» **PASSAGE**
+ + +

This is a major enough story that I think it goes beyond needing more than just a link.

NYT article.

The prosecution’s star witness is Michael D. Cohen, Mr. Trump’s former fixer who paid the $130,000 to keep Ms. Daniels quiet. Mr. Cohen has said that Mr. Trump directed him to buy Ms. Daniels’s silence, and that Mr. Trump and his family business, the Trump Organization, helped cover the whole thing up. The company’s internal records falsely identified the reimbursements as legal expenses, which helped conceal the purpose of the payments.

Although the specific charges remain unknown, Mr. Bragg’s prosecutors have zeroed in on that hush money payment and the false records created by Mr. Trump’s company. A conviction is not a sure thing: An attempt to combine a charge relating to the false records with an election violation relating to the payment to Ms. Daniels would be based on a legal theory that has yet to be evaluated by judges, raising the possibility that a court could throw out or limit the charges.

Really looking forward to more detail, because this sounds pretty contrived.

Ms. Daniels would be based on a legal theory that has yet to be evaluated by judges, raising the possibility that a court could throw out or limit the charges

The NYT is being overly dramatic. The law in question is falsifying business records, specifically that Trump recorded payments to Cohen as legal fees when they were actually reimbursements to Cohen for hush money paid to Daniels. That crime is a felony if done with the "intent to commit another crime or to aid or conceal the commission thereof.” The supposedly new legal theory is that that applies to other federal crimes, not just state crimes. Courts have apparently not previously ruled on that particular question, but it is hardly a stretch, given the plain text of the law. But perhaps there are reasons to rule otherwise.

+ + +

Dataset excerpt
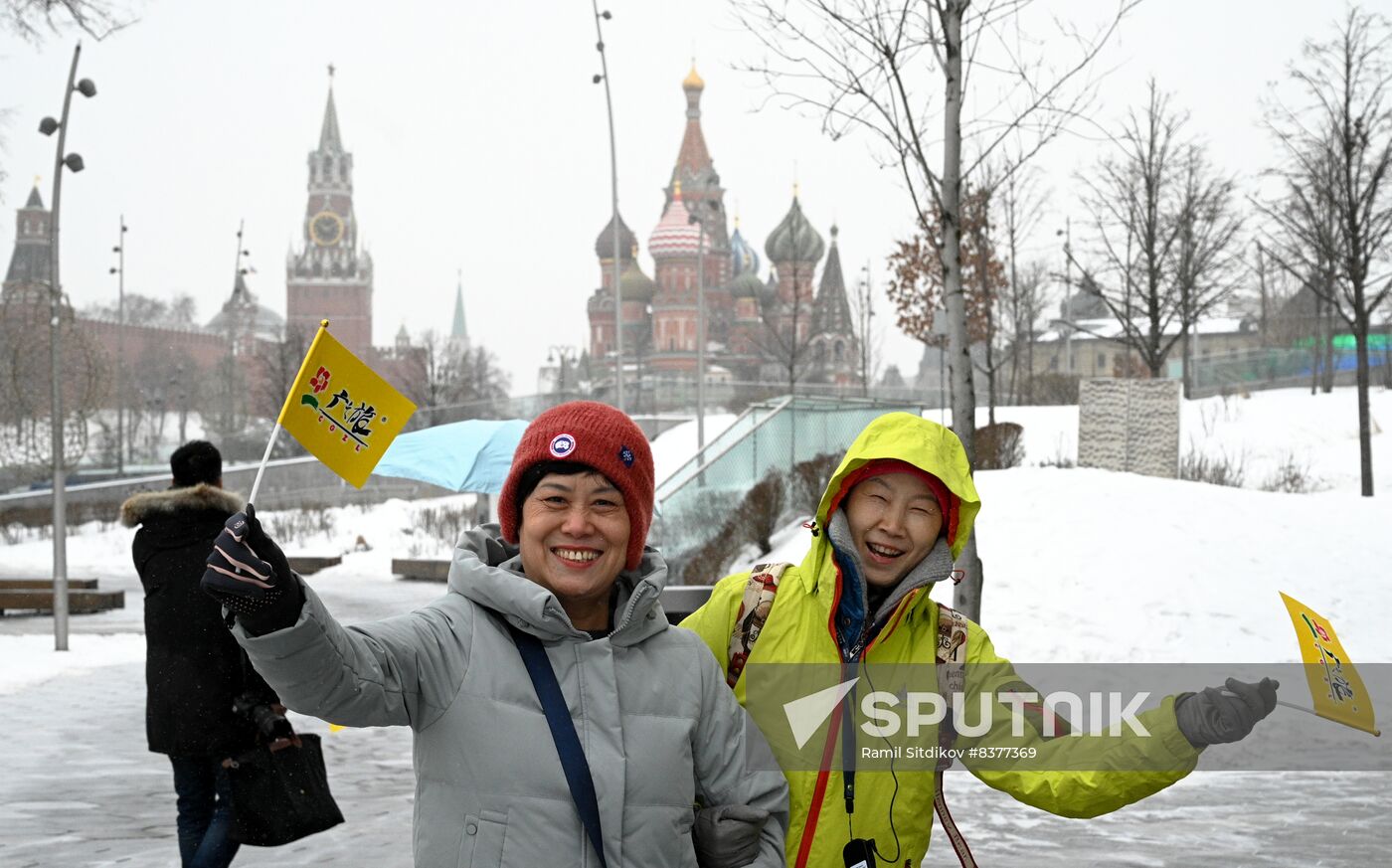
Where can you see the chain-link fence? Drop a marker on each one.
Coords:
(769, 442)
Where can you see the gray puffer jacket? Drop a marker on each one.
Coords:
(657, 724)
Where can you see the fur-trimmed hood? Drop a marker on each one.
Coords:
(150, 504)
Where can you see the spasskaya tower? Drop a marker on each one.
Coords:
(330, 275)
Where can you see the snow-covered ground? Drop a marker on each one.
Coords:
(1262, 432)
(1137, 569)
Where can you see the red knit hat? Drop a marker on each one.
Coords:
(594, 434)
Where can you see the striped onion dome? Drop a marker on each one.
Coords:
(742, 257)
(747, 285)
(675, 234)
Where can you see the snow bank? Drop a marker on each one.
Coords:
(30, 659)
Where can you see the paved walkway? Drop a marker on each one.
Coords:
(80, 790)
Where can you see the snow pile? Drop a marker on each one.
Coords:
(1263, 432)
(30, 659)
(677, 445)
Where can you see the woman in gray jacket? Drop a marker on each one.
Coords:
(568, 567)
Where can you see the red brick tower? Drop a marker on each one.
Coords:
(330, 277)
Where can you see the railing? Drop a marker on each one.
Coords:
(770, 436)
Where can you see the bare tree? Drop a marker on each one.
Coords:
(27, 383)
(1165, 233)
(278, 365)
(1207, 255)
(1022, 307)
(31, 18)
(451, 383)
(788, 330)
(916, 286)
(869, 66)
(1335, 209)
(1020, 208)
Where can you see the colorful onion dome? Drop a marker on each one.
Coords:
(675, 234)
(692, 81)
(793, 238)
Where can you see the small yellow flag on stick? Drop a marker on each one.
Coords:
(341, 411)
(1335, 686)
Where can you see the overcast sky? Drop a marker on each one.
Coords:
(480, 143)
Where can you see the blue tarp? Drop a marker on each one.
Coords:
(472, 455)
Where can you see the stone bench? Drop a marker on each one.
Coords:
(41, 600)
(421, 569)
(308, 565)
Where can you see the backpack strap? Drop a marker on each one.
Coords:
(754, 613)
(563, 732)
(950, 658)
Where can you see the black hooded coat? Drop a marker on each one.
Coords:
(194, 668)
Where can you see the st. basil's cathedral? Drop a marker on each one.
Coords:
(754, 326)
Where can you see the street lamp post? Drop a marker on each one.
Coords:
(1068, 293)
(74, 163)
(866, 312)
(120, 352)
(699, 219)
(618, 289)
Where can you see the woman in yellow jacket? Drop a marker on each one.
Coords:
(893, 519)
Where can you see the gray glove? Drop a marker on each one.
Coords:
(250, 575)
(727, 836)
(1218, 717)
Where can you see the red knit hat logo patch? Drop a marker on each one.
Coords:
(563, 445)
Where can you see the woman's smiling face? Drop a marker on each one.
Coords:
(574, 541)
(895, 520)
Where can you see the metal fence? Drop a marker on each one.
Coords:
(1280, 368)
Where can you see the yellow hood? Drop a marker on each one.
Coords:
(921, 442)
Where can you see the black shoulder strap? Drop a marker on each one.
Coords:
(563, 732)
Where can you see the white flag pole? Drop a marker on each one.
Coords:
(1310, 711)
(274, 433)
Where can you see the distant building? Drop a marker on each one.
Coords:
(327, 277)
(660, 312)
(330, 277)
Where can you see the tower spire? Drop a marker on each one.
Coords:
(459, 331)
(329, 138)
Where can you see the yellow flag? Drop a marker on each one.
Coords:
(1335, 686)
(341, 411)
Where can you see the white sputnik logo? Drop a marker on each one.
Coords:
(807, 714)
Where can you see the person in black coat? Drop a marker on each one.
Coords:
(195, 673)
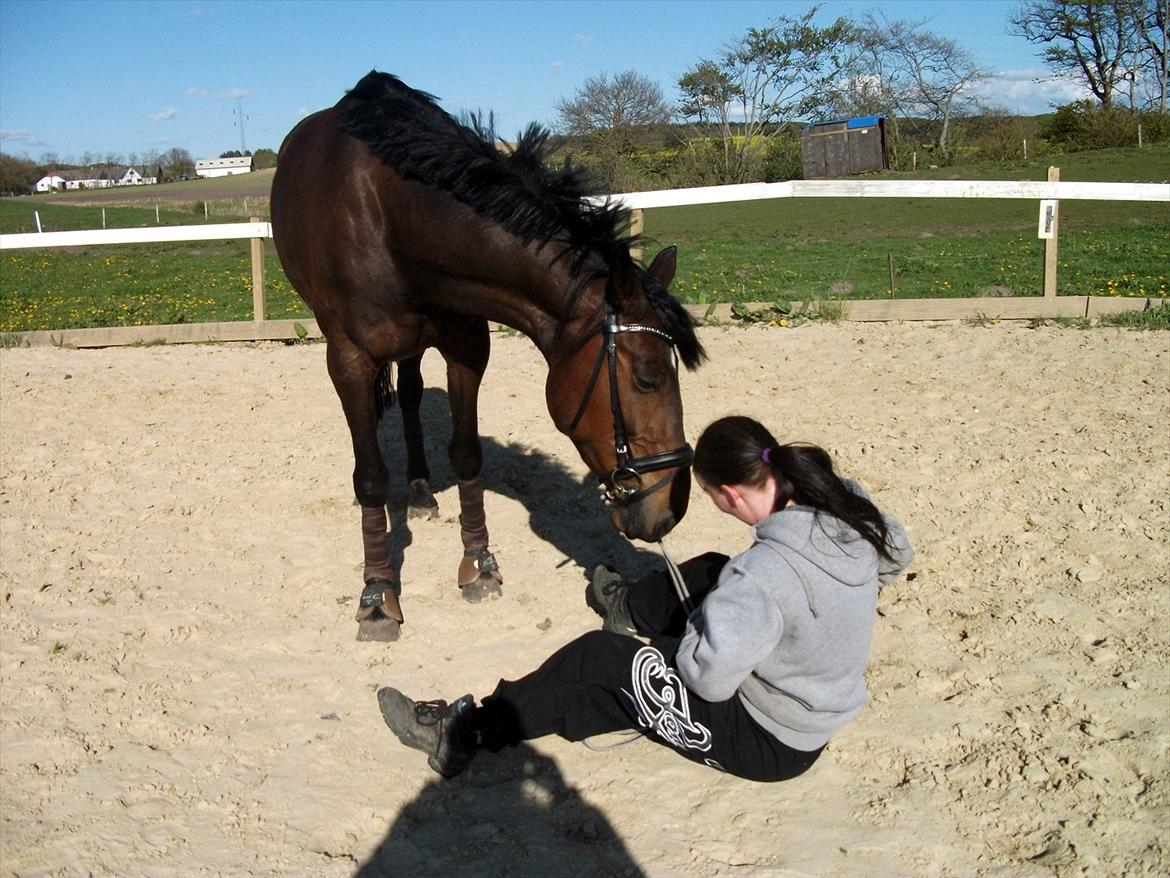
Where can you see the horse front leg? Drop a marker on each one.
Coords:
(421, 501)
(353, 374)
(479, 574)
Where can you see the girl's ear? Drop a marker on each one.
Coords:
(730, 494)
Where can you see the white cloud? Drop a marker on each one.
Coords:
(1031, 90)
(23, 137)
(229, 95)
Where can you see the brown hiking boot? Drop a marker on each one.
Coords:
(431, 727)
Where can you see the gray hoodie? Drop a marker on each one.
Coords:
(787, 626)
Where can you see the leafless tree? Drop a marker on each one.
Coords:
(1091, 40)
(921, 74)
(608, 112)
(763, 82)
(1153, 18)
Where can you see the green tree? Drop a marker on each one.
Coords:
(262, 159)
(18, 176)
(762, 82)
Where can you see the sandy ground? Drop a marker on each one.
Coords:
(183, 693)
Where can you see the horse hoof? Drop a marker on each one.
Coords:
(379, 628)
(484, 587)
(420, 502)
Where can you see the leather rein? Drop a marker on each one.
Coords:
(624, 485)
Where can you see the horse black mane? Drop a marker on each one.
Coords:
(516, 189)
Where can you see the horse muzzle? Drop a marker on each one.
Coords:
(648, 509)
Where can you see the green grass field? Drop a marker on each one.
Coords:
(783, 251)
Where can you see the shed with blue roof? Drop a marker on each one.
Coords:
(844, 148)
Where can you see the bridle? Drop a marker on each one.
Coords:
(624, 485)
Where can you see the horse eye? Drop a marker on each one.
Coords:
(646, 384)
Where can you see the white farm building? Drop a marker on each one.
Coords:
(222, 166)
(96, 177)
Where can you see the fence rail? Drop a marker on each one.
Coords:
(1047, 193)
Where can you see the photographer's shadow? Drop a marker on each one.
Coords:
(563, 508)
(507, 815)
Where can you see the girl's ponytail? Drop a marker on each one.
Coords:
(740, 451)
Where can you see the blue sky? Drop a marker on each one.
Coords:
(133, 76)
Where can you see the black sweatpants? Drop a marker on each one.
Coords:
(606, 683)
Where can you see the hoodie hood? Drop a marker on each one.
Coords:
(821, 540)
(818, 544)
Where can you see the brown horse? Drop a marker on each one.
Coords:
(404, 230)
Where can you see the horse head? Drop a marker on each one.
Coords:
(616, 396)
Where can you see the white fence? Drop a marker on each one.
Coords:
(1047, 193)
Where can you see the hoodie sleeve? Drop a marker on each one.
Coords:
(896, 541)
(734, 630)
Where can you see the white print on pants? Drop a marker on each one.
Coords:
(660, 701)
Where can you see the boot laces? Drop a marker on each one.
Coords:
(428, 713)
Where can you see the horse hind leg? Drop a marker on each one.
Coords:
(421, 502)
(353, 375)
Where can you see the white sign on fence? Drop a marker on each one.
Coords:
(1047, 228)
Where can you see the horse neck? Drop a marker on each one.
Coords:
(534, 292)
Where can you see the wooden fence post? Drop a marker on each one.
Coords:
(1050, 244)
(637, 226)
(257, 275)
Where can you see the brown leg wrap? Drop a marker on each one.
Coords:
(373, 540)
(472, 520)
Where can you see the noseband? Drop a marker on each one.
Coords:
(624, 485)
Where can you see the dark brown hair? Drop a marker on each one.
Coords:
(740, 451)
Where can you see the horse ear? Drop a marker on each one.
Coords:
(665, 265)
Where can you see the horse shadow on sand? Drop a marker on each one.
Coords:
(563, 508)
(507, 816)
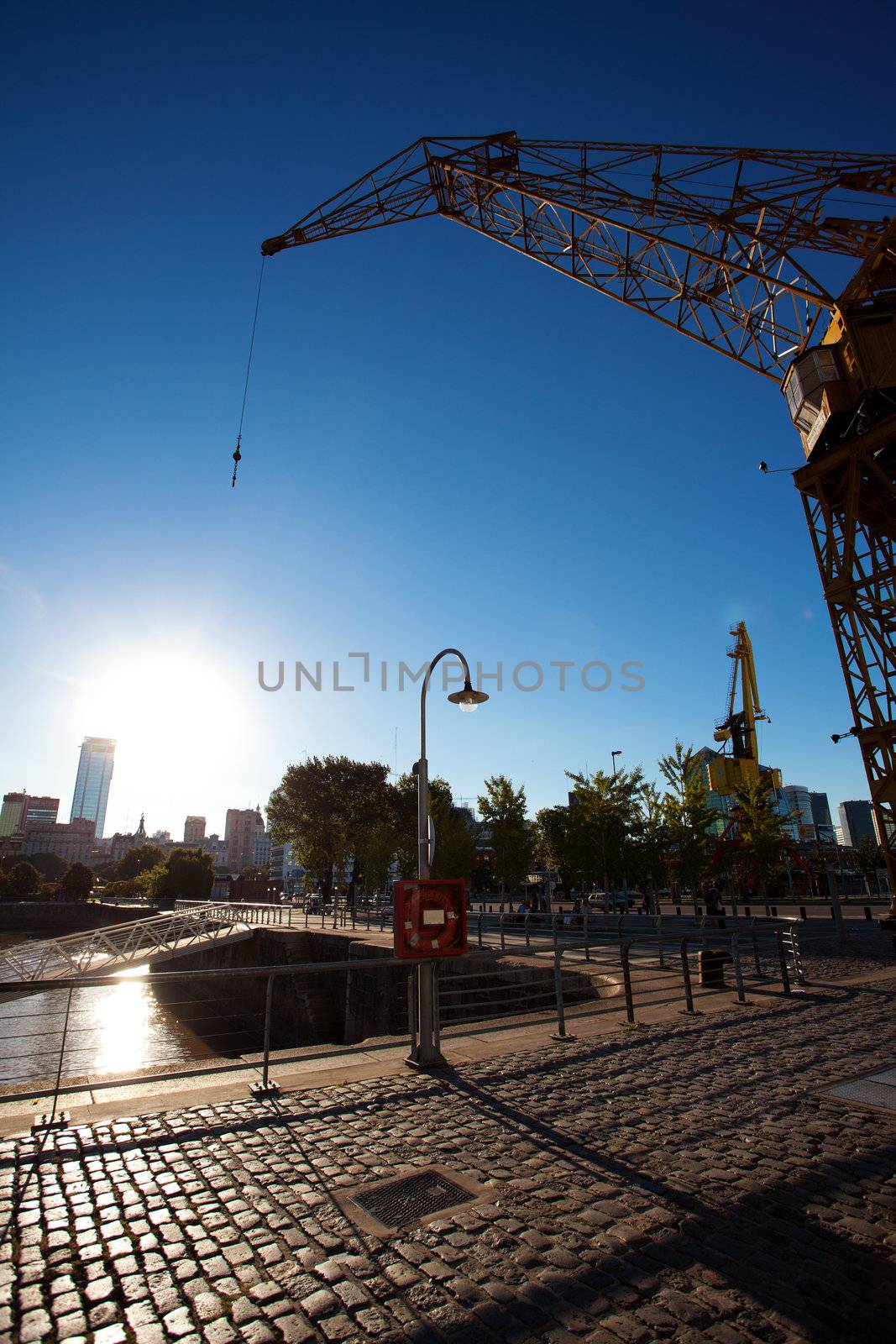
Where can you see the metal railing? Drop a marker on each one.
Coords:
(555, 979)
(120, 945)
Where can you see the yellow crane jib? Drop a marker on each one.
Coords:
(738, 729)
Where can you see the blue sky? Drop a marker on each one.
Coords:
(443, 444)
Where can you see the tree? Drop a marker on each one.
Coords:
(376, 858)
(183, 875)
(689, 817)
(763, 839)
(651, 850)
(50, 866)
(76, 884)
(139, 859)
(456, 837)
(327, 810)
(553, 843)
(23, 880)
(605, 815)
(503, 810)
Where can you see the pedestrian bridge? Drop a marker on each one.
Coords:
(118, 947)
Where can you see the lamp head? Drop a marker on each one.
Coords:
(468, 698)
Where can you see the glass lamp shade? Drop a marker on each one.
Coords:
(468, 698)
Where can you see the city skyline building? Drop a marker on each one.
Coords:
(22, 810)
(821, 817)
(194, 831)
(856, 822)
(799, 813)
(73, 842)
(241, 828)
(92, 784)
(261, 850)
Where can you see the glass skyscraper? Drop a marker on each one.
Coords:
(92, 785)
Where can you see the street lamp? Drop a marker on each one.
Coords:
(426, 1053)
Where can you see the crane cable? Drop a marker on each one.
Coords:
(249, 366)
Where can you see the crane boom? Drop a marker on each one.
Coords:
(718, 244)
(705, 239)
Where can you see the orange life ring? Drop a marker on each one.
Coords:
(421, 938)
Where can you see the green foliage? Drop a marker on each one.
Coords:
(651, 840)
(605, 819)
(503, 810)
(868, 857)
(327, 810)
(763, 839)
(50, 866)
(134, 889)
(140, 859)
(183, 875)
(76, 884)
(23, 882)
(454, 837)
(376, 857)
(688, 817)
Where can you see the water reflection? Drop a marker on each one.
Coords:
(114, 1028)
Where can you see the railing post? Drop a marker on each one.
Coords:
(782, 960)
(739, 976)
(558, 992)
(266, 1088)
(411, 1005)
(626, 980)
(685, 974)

+ + +

» **SET OF TASKS**
1/ List every person named in the hush money passage.
2/ According to the hush money passage, how did the company's internal records identify the reimbursements?
3/ Please reproduce the part of the hush money passage starting at "Really looking forward" and ending at "to rule otherwise.".
None of those lines matter for what is asked here.

» **PER-TASK ANSWERS**
1/ Michael D. Cohen, Mr. Trump, Ms. Daniels, Mr. Bragg

2/ They falsely identified them as legal expenses.

3/
Really looking forward to more detail, because this sounds pretty contrived.

Ms. Daniels would be based on a legal theory that has yet to be evaluated by judges, raising the possibility that a court could throw out or limit the charges

The NYT is being overly dramatic. The law in question is falsifying business records, specifically that Trump recorded payments to Cohen as legal fees when they were actually reimbursements to Cohen for hush money paid to Daniels. That crime is a felony if done with the "intent to commit another crime or to aid or conceal the commission thereof.” The supposedly new legal theory is that that applies to other federal crimes, not just state crimes. Courts have apparently not previously ruled on that particular question, but it is hardly a stretch, given the plain text of the law. But perhaps there are reasons to rule otherwise.